> Task details
Where a line of the records contains the word "strand", show that line.

> Data section
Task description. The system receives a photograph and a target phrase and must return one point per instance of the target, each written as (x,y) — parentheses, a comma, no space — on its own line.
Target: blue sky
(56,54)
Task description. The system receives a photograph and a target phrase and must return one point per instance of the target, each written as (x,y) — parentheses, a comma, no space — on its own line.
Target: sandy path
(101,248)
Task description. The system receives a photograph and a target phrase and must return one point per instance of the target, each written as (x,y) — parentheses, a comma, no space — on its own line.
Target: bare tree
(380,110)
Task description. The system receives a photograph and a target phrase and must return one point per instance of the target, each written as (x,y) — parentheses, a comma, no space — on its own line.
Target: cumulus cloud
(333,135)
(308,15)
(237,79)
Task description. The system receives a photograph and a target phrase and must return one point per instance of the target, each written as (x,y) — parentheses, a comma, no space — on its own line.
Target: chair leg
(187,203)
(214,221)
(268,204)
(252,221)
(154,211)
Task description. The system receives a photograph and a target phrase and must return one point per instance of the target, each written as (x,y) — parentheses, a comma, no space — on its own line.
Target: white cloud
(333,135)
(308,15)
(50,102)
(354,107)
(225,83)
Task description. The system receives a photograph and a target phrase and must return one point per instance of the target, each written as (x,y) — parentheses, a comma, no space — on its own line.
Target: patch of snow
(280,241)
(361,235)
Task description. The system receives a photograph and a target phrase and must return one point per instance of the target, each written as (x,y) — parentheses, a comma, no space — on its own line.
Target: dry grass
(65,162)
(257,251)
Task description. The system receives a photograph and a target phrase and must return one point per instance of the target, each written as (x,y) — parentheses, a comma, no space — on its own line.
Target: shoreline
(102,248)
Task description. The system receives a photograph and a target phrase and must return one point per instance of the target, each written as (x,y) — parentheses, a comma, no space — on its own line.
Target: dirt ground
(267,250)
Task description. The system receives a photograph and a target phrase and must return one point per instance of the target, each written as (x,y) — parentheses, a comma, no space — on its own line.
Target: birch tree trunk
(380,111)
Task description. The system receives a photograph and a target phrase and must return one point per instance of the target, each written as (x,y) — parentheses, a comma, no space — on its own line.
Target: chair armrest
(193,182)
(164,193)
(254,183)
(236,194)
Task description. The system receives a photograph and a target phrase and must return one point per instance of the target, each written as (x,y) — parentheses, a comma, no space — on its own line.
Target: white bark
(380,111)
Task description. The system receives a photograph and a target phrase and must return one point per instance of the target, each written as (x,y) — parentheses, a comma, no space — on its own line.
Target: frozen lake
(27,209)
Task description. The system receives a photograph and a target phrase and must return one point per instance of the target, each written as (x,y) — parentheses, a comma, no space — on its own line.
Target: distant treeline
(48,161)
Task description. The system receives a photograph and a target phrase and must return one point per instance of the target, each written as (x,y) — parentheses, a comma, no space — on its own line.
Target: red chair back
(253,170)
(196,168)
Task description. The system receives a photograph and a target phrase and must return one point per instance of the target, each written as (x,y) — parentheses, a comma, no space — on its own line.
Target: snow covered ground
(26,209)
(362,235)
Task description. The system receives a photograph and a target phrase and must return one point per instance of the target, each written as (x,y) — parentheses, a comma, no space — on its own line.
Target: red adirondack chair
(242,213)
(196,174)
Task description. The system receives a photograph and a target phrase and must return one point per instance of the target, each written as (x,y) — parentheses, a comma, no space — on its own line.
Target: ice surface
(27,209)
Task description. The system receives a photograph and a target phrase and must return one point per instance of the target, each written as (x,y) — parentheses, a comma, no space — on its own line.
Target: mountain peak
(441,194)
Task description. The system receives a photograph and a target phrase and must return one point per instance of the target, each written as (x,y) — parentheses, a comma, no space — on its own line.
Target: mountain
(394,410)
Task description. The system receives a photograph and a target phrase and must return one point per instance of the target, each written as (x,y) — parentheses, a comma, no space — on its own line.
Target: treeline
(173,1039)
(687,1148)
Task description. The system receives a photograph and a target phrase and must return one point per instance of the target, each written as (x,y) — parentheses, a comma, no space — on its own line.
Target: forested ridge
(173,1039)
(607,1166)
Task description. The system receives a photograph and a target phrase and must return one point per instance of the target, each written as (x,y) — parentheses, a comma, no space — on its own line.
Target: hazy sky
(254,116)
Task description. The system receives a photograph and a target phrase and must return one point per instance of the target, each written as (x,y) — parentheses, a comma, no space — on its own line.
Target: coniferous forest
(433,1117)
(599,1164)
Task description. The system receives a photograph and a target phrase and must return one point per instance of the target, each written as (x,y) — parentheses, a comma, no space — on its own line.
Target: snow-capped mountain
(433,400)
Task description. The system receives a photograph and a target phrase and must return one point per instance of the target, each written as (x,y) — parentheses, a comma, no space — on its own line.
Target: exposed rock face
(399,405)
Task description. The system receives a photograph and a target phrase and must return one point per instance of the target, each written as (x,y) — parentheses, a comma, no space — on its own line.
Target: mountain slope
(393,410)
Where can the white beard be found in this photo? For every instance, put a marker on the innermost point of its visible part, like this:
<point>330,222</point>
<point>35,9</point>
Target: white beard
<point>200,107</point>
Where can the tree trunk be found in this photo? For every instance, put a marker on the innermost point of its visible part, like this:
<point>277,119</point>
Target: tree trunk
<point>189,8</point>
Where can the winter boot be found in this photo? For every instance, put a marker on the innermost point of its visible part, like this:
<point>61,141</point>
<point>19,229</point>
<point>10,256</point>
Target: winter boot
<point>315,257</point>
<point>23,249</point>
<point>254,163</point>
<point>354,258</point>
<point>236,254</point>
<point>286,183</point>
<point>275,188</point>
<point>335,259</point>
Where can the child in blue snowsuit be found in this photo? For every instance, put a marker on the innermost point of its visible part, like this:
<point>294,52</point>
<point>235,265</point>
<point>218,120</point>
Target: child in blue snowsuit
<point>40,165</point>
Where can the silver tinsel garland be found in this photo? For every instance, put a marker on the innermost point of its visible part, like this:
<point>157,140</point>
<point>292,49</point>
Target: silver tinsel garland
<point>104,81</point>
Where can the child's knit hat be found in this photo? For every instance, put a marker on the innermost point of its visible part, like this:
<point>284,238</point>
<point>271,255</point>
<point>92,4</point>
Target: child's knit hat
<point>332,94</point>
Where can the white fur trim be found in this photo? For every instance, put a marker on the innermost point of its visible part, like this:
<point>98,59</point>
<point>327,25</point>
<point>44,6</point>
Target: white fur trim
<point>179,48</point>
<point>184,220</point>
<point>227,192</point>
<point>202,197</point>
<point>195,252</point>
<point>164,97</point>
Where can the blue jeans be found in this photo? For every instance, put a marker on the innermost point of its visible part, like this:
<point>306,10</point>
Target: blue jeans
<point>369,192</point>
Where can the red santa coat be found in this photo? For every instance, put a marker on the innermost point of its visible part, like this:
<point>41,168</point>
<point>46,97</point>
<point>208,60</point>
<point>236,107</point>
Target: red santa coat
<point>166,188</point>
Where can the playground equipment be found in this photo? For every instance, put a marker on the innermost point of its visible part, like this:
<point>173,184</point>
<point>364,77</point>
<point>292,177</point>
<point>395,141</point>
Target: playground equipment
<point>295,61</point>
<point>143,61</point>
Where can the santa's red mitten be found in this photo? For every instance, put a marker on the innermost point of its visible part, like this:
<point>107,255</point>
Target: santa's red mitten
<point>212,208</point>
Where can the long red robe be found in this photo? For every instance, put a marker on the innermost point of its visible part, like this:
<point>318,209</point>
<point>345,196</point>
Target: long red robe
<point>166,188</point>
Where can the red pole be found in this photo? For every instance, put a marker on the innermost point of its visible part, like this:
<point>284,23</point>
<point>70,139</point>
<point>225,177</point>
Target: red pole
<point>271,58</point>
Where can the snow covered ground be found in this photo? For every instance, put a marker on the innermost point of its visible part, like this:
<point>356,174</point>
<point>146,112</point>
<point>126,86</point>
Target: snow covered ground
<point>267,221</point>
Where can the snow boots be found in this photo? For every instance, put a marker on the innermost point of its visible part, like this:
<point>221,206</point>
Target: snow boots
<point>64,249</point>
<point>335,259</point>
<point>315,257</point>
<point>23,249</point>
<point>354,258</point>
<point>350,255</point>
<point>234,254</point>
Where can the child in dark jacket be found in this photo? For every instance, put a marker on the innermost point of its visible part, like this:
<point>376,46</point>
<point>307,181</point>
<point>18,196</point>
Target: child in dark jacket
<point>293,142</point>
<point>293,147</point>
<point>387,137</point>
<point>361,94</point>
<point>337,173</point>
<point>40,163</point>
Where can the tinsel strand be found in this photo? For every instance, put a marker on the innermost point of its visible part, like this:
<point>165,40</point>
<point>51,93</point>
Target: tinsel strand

> Solution
Where can the tinsel strand be found in this photo? For every instance, put a marker on the innermost point of its visible part, like this:
Target: tinsel strand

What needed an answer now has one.